• [WRITTEN EXERCISE]:
Please put the rows into a numbered list, starting with the line that contains "Every instance of the round" and continuing through the very last line, both ends included. Leave out any blank lines, and include nothing from before that starting line.

• [INPUT DATA]:
=-=-=

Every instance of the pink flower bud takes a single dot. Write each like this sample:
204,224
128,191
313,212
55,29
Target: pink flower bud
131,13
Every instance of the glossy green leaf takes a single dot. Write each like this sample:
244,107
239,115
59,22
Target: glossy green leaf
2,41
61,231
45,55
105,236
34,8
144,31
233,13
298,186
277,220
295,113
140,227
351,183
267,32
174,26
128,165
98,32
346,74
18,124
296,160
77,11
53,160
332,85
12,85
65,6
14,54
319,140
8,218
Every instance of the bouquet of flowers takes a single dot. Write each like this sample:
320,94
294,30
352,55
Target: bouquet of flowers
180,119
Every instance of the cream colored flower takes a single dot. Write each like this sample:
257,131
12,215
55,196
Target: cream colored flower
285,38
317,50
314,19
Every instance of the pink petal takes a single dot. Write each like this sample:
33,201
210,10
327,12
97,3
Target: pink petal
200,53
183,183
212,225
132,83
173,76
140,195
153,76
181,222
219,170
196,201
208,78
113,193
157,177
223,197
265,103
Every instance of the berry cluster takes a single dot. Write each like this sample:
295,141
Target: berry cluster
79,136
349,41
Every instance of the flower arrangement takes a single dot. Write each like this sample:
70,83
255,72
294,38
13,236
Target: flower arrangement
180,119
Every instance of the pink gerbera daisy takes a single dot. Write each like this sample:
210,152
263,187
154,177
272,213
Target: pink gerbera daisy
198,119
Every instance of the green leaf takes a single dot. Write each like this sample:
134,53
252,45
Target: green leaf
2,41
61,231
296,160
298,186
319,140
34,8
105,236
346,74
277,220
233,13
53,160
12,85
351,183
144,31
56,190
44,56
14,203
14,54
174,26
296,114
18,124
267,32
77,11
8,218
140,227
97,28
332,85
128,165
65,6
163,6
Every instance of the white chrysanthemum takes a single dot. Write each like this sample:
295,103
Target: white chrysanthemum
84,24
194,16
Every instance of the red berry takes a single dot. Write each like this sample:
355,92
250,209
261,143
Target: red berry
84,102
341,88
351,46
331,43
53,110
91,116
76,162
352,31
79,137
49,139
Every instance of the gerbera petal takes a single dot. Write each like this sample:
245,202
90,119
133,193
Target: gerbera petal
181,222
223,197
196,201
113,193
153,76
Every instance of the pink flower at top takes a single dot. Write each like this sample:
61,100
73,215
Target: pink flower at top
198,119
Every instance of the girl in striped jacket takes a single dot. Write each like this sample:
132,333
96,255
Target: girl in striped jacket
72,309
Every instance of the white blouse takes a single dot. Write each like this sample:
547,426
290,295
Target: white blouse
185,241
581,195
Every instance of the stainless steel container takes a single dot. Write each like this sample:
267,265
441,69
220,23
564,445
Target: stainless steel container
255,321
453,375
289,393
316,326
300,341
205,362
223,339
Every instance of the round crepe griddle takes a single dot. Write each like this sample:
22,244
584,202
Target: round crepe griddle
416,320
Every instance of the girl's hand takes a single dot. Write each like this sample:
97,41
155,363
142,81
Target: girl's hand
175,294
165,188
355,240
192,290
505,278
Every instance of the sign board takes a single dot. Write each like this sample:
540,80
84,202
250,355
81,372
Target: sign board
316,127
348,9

=-=-=

• [SOLUTION]:
1. Every instance of the round crepe griddle takes a single dot. Write each like this sample:
2. 22,244
3. 584,202
4. Target: round crepe griddle
5. 416,320
6. Every instance of the girl's hand takes a single dot. Write each like this sample:
7. 97,41
8. 155,363
9. 142,81
10. Target: girl's hand
11. 175,294
12. 165,188
13. 355,240
14. 192,290
15. 505,278
16. Every instance of the sign board takes a single dot. Write each like this sample:
17. 540,80
18. 84,202
19. 250,355
20. 81,372
21. Target: sign board
22. 316,127
23. 348,9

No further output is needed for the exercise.